Six years into their marriage, what little warmth existed between Henry and Sue had declined precipitously, and she began a series of long, extended visits to the North with her sister Caroline. These trips were done under the auspices of Caroline's ailing health, but for both women the more pressing reason was an escape from their troubled marriages. Caroline’s husband William had become an abusive alcoholic, and Sue tired of her husband’s malaise at home, as well as his drinking and gambling while away. Sue had also become cynical of “the stupid, self-sufficient, wearisome styles of young ladies” in Charleston. She criticized Southern women “who have not three ideas, who spoil a little French, who play a little music, and have not a grain of agreeability,” and proclaimed that “it was a wise dispensation of Providence which places no loftier aspirations within them.”

=== Literary career ===
In 1853, the publication of Sue's first book, Busy Moments of an Idle Woman, provided her with favorable critical notices and yet another reason for Sue and Caroline to leave home and tour the Northeast. One critic, while concerned over Charleston society's potentially negative reaction, called her first work "decidedly a clever book ... The Authoress is a true woman – her eye never fails to take in at a glance the whole dress of every lady she meets, and she reports it with, perhaps, rather too much detail." In Washington, Sue wrote that they “seem to have been followed by 'the men', perfectly monopolized and idolized– even clergy-men followed in their train – they repeated that no women before had ever had such a successful career in Washington.” Sue's father James was equally impressed with his daughter:

You have burst upon me as an author…So little was I anticipating such a thing…I have no doubt that you will receive a great deal of praise, for the dialogue is witty and sparkling, and the descriptions circumstantial and striking. I dare say that if you were to take to study, you might, in time, attain to the delineation of the passions and rise to the walk in which Miss Austen is admired… [Busy Moments] will be remembered longer than anything that any of the rest of us have done.

**Given entries**.
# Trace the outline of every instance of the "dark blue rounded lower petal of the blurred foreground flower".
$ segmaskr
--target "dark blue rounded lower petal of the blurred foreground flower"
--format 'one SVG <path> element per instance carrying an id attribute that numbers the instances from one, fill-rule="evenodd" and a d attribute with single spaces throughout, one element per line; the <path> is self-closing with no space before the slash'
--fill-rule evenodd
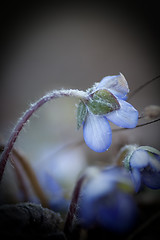
<path id="1" fill-rule="evenodd" d="M 97 220 L 101 226 L 114 232 L 129 230 L 136 219 L 136 205 L 131 196 L 121 192 L 114 192 L 106 196 L 98 208 Z"/>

**Exercise directions**. For each statement below, say yes or no depending on whether it agrees with the text on Sue's marriage and literary career, and quote the words of the text that decide it. (a) Sue's first book was published in 1853. (b) The trips north were presented as being for the sake of Sue's own health. (c) Sue's father expected her book to be forgotten soon.

**Written solution**.
(a) Yes: "In 1853, the publication of Sue's first book, Busy Moments of an Idle Woman"
(b) No: "These trips were done under the auspices of Caroline's ailing health"
(c) No: "will be remembered longer than anything that any of the rest of us have done"